:: EXERCISE TASK ::
Format the records below as a JSON list of strings, one string per line, with blank lines omitted.

Location identification entries
————————
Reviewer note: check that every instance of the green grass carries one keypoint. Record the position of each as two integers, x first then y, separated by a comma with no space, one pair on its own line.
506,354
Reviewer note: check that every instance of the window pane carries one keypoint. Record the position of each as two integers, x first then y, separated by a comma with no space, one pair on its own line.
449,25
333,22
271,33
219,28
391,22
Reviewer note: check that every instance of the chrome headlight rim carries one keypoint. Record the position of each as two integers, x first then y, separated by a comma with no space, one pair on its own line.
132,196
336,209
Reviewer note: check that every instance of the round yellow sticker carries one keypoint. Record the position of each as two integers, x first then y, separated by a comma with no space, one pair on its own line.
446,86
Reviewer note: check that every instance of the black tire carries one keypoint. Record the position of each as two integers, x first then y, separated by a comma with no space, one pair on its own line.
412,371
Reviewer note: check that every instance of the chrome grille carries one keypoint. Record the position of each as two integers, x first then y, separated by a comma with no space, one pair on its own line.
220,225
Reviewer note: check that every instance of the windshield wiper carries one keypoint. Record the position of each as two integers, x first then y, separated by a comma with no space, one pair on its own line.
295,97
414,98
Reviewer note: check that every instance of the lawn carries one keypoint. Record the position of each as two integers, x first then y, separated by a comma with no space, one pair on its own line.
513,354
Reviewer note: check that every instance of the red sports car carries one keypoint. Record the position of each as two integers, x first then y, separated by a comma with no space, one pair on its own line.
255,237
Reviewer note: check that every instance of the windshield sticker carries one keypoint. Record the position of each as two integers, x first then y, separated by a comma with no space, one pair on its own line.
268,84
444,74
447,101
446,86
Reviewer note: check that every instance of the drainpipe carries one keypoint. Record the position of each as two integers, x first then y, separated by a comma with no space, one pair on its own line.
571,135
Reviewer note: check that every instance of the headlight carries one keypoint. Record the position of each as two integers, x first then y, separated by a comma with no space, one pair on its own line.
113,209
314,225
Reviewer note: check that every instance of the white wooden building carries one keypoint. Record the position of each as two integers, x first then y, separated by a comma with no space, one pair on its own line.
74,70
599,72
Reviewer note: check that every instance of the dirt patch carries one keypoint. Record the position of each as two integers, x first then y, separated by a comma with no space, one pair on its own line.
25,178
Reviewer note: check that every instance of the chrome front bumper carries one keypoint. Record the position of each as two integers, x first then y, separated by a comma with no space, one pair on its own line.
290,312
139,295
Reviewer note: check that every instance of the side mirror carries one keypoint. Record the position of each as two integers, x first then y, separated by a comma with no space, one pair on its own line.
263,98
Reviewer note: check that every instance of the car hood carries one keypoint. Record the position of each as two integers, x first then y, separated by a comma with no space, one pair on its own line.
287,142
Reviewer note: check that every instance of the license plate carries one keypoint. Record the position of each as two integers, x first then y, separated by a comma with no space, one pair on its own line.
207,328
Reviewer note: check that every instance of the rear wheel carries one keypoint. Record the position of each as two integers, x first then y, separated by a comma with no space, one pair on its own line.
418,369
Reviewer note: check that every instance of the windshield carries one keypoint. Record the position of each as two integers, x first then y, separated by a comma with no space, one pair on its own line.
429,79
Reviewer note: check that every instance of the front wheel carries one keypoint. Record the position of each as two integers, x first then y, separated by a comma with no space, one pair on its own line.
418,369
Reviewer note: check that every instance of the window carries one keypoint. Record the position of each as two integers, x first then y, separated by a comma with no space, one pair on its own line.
————————
:: FINISHED ANSWER ::
[
  "Reviewer note: check that every instance of the green grass carries one keypoint. Record the position of each as two integers, x first then y, separated by a comma with no space, one pair on its own line.",
  "506,354",
  "Reviewer note: check that every instance of the window pane carries one keypoint. Record the position of each as two integers, x first then y, separated by a comma with no space, one pair on its own line.",
  "449,25",
  "333,22",
  "271,33",
  "219,28",
  "391,22",
  "Reviewer note: check that every instance of the chrome headlight rim carries one keypoint. Record the position of each as two integers, x first then y, separated by a comma with no space, one pair on its own line.",
  "132,196",
  "336,209",
  "Reviewer note: check that every instance of the round yellow sticker carries one keypoint. Record the position of each as two integers, x first then y, separated by a comma with no space, one pair on its own line.",
  "446,86",
  "Reviewer note: check that every instance of the black tire carries one keypoint. Record the position of each as two integers, x first then y, separated by a comma with no space, one pair on its own line.",
  "412,371",
  "Reviewer note: check that every instance of the chrome grille carries one keypoint. Record the position of each as two integers, x first then y, separated by a comma with no space, one pair on its own line.",
  "220,225",
  "Reviewer note: check that every instance of the windshield wiper carries one keypoint. Record the position of each as two integers, x first then y, separated by a comma with no space, one pair on its own line.",
  "295,97",
  "414,98",
  "Reviewer note: check that every instance of the lawn carries one keypoint. Record the position of each as two integers, x first then y, separated by a comma with no space, one pair on its own line.",
  "513,354",
  "Reviewer note: check that every instance of the red sports car carries one keypoint. Record the position of each as two integers, x first then y, separated by a comma with no space, one pair on its own line.",
  "255,237",
  "Reviewer note: check that every instance of the windshield sticker carries one keypoint. Record the position of each as two integers, x first then y, separated by a comma with no space, one pair on its own line.",
  "268,84",
  "444,74",
  "447,101",
  "446,86",
  "Reviewer note: check that every instance of the drainpipe carries one keypoint. Record the position of each as two integers, x first then y, separated by a comma with no space, one pair on its own line.",
  "571,135",
  "Reviewer note: check that every instance of the headlight carries one keypoint. Record the position of each as two integers, x first then y, separated by a comma with no space, one pair on its own line.",
  "113,209",
  "314,225",
  "Reviewer note: check that every instance of the white wooden building carries one keypoint. Record the position of each as two integers, x first then y, separated by a comma with no space, one pair on its own line.",
  "74,70",
  "599,72",
  "Reviewer note: check that every instance of the dirt patch carries one keypoint. Record the position of each as two integers, x first then y, separated by a comma with no space, one pair on its own line.",
  "25,178",
  "Reviewer note: check that every instance of the chrome front bumper carries one keypoint. Record the position of each as two integers, x first then y, separated by a comma with no space, one pair on its own line.",
  "290,312",
  "139,295",
  "Reviewer note: check that every instance of the side mirror carries one keypoint. Record the position of each as two integers, x first then y, separated by a comma with no space, one pair on its own line.",
  "263,98",
  "Reviewer note: check that every instance of the car hood carries one keypoint. Record the position of each as two integers, x first then y, separated by a comma with no space, one pair on its own line.",
  "287,142",
  "Reviewer note: check that every instance of the license plate carries one keypoint. Record the position of each as two integers, x first then y, separated by a comma with no space, one pair on its own line.",
  "207,328",
  "Reviewer note: check that every instance of the rear wheel carries one keypoint. Record the position of each as two integers, x first then y, separated by a comma with no space, one pair on its own line.",
  "418,369",
  "Reviewer note: check that every instance of the windshield carries one keypoint. Record the position of each as two integers, x first then y, separated by a comma with no space, one pair on its own line.",
  "429,79",
  "Reviewer note: check that every instance of the front wheel carries one keypoint. Record the position of each as two integers, x first then y, separated by a comma with no space, one pair on its own line.",
  "418,369",
  "Reviewer note: check that every instance of the window carries one keypoint. Record the position of each as two integers, x first then y, separated by a comma with no space, one pair on its own line."
]